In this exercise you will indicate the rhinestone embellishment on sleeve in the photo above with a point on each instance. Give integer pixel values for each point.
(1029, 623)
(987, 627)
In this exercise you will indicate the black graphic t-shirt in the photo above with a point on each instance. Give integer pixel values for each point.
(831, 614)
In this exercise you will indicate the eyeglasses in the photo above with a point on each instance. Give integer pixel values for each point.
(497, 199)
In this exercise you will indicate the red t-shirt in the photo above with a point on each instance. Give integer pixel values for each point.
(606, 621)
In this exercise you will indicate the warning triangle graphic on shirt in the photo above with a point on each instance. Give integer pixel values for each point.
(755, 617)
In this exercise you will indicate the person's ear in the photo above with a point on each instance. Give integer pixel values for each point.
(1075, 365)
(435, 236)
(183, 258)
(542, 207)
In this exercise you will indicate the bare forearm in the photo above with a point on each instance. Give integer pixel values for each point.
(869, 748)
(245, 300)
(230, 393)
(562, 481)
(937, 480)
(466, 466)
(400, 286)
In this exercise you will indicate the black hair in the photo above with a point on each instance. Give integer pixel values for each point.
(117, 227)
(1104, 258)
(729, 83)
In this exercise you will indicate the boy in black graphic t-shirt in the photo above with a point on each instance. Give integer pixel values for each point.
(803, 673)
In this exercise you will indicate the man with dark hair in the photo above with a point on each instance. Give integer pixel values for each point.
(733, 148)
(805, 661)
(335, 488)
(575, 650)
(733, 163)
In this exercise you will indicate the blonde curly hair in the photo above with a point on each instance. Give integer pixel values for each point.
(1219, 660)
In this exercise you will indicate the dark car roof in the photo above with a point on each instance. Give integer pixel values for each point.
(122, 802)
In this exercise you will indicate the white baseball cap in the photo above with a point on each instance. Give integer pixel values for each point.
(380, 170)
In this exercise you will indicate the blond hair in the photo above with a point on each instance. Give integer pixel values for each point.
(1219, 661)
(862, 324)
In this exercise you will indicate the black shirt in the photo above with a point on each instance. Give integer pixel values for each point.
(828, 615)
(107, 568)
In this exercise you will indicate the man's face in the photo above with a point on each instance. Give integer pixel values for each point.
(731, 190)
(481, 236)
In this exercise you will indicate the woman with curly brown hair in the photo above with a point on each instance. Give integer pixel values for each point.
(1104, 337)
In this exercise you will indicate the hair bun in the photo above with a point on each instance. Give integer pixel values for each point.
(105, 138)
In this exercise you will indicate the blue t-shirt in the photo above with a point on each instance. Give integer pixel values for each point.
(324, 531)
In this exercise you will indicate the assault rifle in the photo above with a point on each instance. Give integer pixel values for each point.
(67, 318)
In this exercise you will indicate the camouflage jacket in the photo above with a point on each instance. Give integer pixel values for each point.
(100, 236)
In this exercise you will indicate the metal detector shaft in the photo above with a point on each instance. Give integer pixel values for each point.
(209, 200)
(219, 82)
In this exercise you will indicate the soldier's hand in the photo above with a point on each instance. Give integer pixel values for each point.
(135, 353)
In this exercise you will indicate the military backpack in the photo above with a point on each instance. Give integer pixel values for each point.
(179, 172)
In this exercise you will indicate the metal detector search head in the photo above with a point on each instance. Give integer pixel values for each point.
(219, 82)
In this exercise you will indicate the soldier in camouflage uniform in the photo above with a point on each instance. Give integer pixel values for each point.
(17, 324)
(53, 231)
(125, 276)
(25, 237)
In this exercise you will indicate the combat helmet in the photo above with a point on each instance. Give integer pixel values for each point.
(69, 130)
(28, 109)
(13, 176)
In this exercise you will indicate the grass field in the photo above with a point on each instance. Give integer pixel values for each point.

### TO DO
Give back the material above exactly as it was given.

### ANSWER BELOW
In this exercise you will indicate the rhinestone embellishment on sleeve in the photo above with a point on each instance. Give integer pixel values for each point.
(1029, 623)
(987, 627)
In this exercise you will indicate the black graphic t-shirt in the photo above with a point on each instance. Give integer pixel values for each point.
(831, 614)
In this exercise you will indicate the eyeglasses in the photo above with a point on each instance. Give integer pixel values for each point.
(497, 199)
In this exercise you will indicate the red t-shirt in the photo above with a point on each instance. Give integer pixel values for each point.
(606, 621)
In this exercise you will indicate the warning triangle graphic on shirt in the photo above with a point on each instance. Give integer pixel values for each point.
(755, 617)
In this exercise you will indicate the person's ear in the photo above with a point on each instance. Give integer pixel values for each point.
(1075, 365)
(435, 236)
(183, 258)
(542, 207)
In this exercise you will indicate the bare forearm in the photo above with a point on each instance. Give integer pixel values for each point.
(869, 748)
(245, 300)
(230, 393)
(562, 481)
(937, 480)
(466, 466)
(400, 286)
In this exercise you will indicate the black hair in the photo above with a point on each instance. Give integer pixel values for each point.
(117, 227)
(1104, 258)
(729, 83)
In this exercise you will indicate the boy in black graphic t-shirt in the photo above with a point on each instance. Give integer pixel values for each point.
(803, 673)
In this exercise you will indicate the man with dark hair in the photo above with a point on each instance. Give integer pixel values for each point.
(733, 148)
(805, 661)
(335, 488)
(575, 650)
(733, 163)
In this exercise you will indicate the blonde curly hair in the photo above with a point on each instance. Give integer pixel values for each point.
(1219, 660)
In this exercise you will indicate the dark car roof in the photo above with a point on each instance. Give integer pixel values for each point.
(122, 802)
In this exercise you will indicate the white baseball cap in the photo above with a point on each instance. Give integer pixel values for each point.
(380, 170)
In this exercise you will indicate the blond hair in the photo above with a point on each instance. Give integer pixel values for each point.
(1219, 661)
(862, 324)
In this exercise you will indicate the black shirt in the photo above with a point on each instance. Give integer pixel values for each point.
(828, 615)
(107, 568)
In this exercise you will indicate the man's face in the photo above with a point on each instance. Give integer pixel values for each point.
(731, 190)
(481, 236)
In this exercise you will indicate the woman with curly brown hair in the photo above with a point on each instance. Give integer pixel values for each point.
(1104, 337)
In this exercise you will indicate the hair bun in the photo above with a point on each instance. Give integer pixel values for each point.
(105, 138)
In this exercise you will indicate the blue t-shirt in the photo above with a point on each instance. Give integer pixel values for each point.
(324, 531)
In this exercise you will indicate the assault rifle in the photo above with a point on each instance. Give integer pixel values for each point.
(67, 318)
In this exercise you will indicate the camouflage jacket in the photo above with a point on each instance. Give integer pixel values for each point.
(100, 236)
In this exercise you will indicate the metal detector shaft in the photo above with a point on each instance. Give integer pixel values for each point.
(209, 200)
(219, 82)
In this exercise you will indicate the soldier's hand in the photo above with a point on each instance. Give integer pixel values for each point.
(135, 353)
In this exercise you will indicate the military backpack in the photo above with a point on each instance. Give integer pixel values for each point.
(179, 172)
In this exercise you will indicate the metal detector search head in the photo above with a point on each instance. Give integer pixel values for each point.
(219, 82)
In this exercise you will indicate the soldier in camouflage uniform in the photo above with a point on each instance. Give integer pixel values for each point.
(17, 324)
(53, 231)
(125, 276)
(25, 237)
In this exercise you will indicate the combat helmet in the photo above with a point on each instance. Give integer pixel values for each point.
(69, 130)
(28, 109)
(13, 176)
In this exercise you will indicate the grass field in the photo above with a point on each instance. Give integer pixel values for each point.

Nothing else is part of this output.